### What is needed
Lines containing the word "stepladder" are the ones to copy from the records below.

Natural-language object grounding data:
■ ■ ■ ■ ■ ■ ■

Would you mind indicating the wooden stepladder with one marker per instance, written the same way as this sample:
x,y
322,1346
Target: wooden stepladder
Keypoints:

■ ■ ■ ■ ■ ■ ■

### Written solution
Would you mind indicating the wooden stepladder with one marker per instance, written the same way as this sample:
Target: wooden stepladder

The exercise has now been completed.